> Assigned task: Omit the pictures while printing every entry below exactly as given.

Saved data entries

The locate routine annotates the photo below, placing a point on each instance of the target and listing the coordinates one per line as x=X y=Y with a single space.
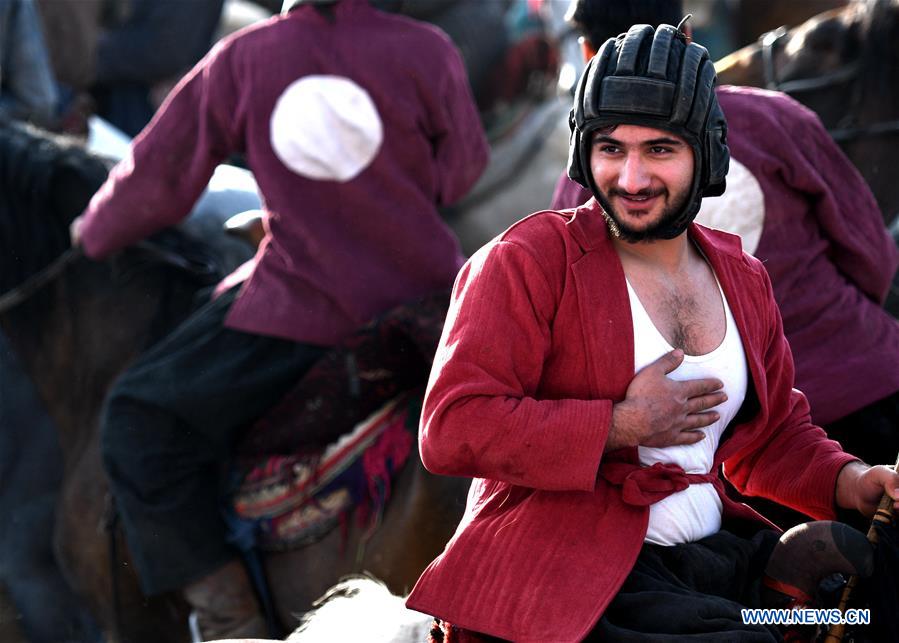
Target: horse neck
x=742 y=67
x=75 y=338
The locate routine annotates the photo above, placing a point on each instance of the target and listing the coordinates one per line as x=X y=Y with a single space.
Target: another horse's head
x=843 y=65
x=45 y=182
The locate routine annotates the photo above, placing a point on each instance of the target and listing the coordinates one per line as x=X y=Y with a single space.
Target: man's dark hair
x=599 y=20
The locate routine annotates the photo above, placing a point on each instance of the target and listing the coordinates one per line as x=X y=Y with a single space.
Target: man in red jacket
x=602 y=369
x=357 y=124
x=805 y=211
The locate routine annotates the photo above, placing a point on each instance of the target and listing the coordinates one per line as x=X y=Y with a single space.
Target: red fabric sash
x=642 y=486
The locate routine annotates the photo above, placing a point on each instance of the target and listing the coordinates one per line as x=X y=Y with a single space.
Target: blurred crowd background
x=64 y=60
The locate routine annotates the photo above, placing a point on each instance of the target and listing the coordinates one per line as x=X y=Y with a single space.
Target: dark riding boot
x=225 y=605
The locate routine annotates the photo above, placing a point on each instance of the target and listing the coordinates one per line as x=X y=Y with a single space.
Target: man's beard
x=664 y=228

> Exercise answer:
The locate routine annotates the photo below, placing a point on each instance of the target and listing the coordinates one per line as x=X y=Y with a single space.
Target: horse neck
x=742 y=67
x=75 y=338
The locate routine annotates the photo above, placing a point on each instance of the target and listing the coordinates one per line as x=X y=Y with a single space.
Target: another horse's head
x=843 y=65
x=45 y=182
The locate routine annotates the photo above, placing a point on each instance of the target and listing the coordinates one per line as x=X y=Y with a single space.
Target: man's dark hair
x=599 y=20
The locate routine annotates the photo above, placing a point on each instance of the target and listing the coordinates one per line as x=X y=Y with a single space.
Target: man in red jacket
x=602 y=369
x=357 y=124
x=805 y=211
The locate routine annotates the photo above, placing a point on each instance of the target and listing the coordinates one per line as x=X y=Y with a single space.
Target: red fabric sash
x=642 y=486
The locate routine annotates the photo above, placing a point on each instance of the target and listing the coordinates one per line as x=X y=Y with a single space.
Target: blurred crowd background
x=64 y=60
The locate routine annotates the photo above, placing a point on each instance of the target and listing the coordinates one per line as x=X y=Y with a single space.
Target: dark riding boot
x=225 y=605
The locate routine annotates the photo above, placing a point on each instance of the target and listing the coordinates one per line as x=X y=Y with a single space.
Target: man's beard
x=664 y=228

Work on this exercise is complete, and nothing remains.